[Rows]
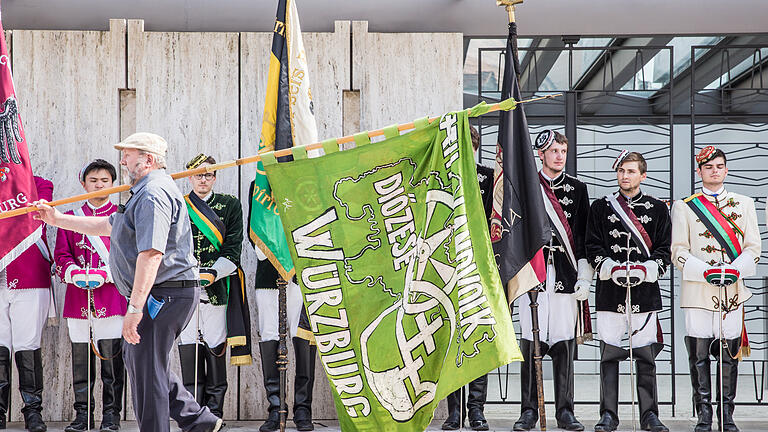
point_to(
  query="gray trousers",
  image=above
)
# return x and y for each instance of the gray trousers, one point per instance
(158, 393)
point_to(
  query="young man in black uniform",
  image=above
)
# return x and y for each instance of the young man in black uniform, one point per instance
(562, 321)
(628, 238)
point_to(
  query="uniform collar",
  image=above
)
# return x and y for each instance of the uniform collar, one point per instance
(205, 198)
(708, 192)
(555, 180)
(635, 198)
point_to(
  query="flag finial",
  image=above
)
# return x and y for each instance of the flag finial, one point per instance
(509, 5)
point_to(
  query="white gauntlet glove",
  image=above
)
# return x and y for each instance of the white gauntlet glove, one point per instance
(651, 271)
(605, 268)
(581, 290)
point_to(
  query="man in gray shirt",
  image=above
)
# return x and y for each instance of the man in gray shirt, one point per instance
(152, 263)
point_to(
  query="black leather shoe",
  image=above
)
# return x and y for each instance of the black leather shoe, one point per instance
(33, 422)
(109, 423)
(452, 422)
(527, 421)
(566, 420)
(652, 423)
(273, 422)
(79, 424)
(303, 420)
(608, 422)
(477, 420)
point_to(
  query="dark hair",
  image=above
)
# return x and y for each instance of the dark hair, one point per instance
(636, 157)
(718, 153)
(97, 165)
(475, 137)
(211, 161)
(560, 138)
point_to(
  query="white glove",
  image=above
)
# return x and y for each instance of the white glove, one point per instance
(259, 253)
(88, 279)
(605, 268)
(635, 273)
(223, 267)
(109, 274)
(581, 290)
(68, 273)
(723, 275)
(651, 271)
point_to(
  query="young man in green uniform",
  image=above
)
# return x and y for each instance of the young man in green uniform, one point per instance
(217, 236)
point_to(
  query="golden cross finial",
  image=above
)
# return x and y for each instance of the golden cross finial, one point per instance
(510, 6)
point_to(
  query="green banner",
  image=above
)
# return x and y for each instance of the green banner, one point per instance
(393, 256)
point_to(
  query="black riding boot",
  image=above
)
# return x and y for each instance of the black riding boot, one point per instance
(30, 367)
(305, 382)
(529, 405)
(5, 383)
(478, 391)
(271, 377)
(647, 395)
(610, 356)
(81, 352)
(455, 402)
(112, 373)
(187, 360)
(730, 377)
(562, 354)
(699, 365)
(215, 378)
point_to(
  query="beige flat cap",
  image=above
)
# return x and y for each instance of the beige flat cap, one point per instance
(144, 141)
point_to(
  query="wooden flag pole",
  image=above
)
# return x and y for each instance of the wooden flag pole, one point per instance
(509, 5)
(237, 162)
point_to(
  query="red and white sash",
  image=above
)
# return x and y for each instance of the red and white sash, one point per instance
(558, 220)
(631, 223)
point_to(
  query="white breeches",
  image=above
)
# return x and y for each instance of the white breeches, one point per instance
(557, 314)
(612, 326)
(103, 328)
(701, 323)
(23, 313)
(266, 303)
(213, 326)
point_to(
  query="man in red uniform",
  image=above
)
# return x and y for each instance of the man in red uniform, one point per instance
(93, 307)
(25, 297)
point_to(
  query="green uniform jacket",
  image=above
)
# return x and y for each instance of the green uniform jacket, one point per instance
(229, 210)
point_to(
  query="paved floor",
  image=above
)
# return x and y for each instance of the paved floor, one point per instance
(501, 416)
(745, 425)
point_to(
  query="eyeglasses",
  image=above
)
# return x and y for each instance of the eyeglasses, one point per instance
(207, 176)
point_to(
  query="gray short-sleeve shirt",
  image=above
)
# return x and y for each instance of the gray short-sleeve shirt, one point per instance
(155, 217)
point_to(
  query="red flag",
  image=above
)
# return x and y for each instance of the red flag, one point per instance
(17, 186)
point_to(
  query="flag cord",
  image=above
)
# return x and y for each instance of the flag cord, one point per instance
(478, 110)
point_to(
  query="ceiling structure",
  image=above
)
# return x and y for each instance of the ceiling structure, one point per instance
(471, 17)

[What you need to do]
Go through the listing above and write it all out exactly, leaving out any picture.

[Completed exercise]
point_to(
  query="gray trousers",
  image=above
)
# return x and y for each instance of the gray trousers, one point per instance
(158, 393)
point_to(
  query="young man in black uniform",
  image=above
)
# return x and y for each instance of the young man in black uniform, one point per instance
(562, 321)
(628, 238)
point_to(
  query="uniform collar",
  image=above
)
# return x and y for each instance of the uniform collar, one point per instance
(205, 198)
(708, 192)
(555, 180)
(635, 198)
point_to(
  query="flag finial",
  image=above
)
# return x and y for each instance of the flag finial, one point per instance
(509, 5)
point_to(
  query="white gauntlet glove",
  image=above
)
# return x and y for each instance of the white gauntlet glove, one point per instance
(651, 271)
(605, 268)
(581, 290)
point_to(
  query="man in gray shirt",
  image=above
)
# return x and y for each instance of the man in gray shirt, one point per instance
(152, 263)
point_to(
  query="black leather shoe",
  image=above
)
# return x and y for each instance of the black leather shoe, one point per instance
(33, 422)
(109, 423)
(452, 422)
(527, 421)
(566, 420)
(652, 423)
(273, 422)
(79, 424)
(303, 420)
(608, 422)
(477, 420)
point_to(
  query="dark hair",
  image=above
)
# return x and y for each instance of the dark hair, one point per instance
(636, 157)
(718, 153)
(97, 165)
(475, 137)
(211, 161)
(560, 138)
point_to(
  query="white glove",
  image=above
)
# return x and y for each instance of the white glove, one point per instance
(259, 253)
(88, 279)
(605, 268)
(635, 273)
(223, 267)
(109, 274)
(581, 290)
(68, 273)
(723, 275)
(651, 271)
point_to(
  query="young man in green uniform",
  image=above
)
# return x and y for each instance of the young man in green uniform, one point per instance
(217, 236)
point_to(
  query="golden cross finial",
  image=above
)
# return x and y for each instance of the golden cross finial, one point per instance
(510, 6)
point_to(
  query="green banner",
  image=above
)
# return x and y for each instance of the green banner, one point per instance
(393, 256)
point_to(
  query="black riding boot",
  image=above
)
# return x and y for each instance of the black riding boot, one point per instance
(30, 367)
(305, 382)
(529, 405)
(5, 383)
(478, 391)
(271, 377)
(647, 395)
(610, 356)
(81, 352)
(455, 402)
(112, 373)
(187, 360)
(730, 377)
(562, 354)
(699, 365)
(215, 378)
point_to(
  query="beige flat cap",
  image=above
)
# return x and y for each instance of the beige flat cap, one point per instance
(144, 141)
point_to(
  query="wooden flag pole",
  image=above
)
# return x and y for each instance of the wooden flag pole, one point per instance
(509, 5)
(237, 162)
point_to(
  query="red and white sash",
  image=above
)
# return x and y for each instance of the red and white sash, one point per instance
(558, 220)
(631, 223)
point_to(
  query="white breeches",
  image=above
)
# return x and y for each instance of the white breeches, one point per instance
(557, 314)
(612, 326)
(103, 328)
(701, 323)
(23, 313)
(266, 303)
(213, 326)
point_to(
  query="man in red uniform",
  image=above
)
# return x and y for each instance of the man in red uniform, one point per instance
(93, 307)
(25, 297)
point_to(
  query="green uniform jacket",
  image=above
)
# return x and y for each instance of the green uniform jacket, one point per instance
(229, 210)
point_to(
  query="paved floor",
  image=above
)
# return x and y for each instance of the paved floor, one point per instance
(501, 416)
(745, 425)
point_to(
  query="eyeglasses",
  image=above
)
# return x and y for each instance of the eyeglasses, one point per instance
(207, 176)
point_to(
  query="gray short-sleeve shirt",
  image=above
)
# return x and y for each instance of the gray short-sleeve shirt, one point per instance
(155, 217)
point_to(
  query="red flag",
  image=above
)
# return x and y for each instance of the red flag, one point per instance
(17, 186)
point_to(
  query="flag cord",
  image=above
)
# return x and y for each instance of the flag cord, one point per instance
(478, 110)
point_to(
  query="ceiling structure",
  image=above
)
# return x and y for each instance of the ceiling structure, one point per instance
(471, 17)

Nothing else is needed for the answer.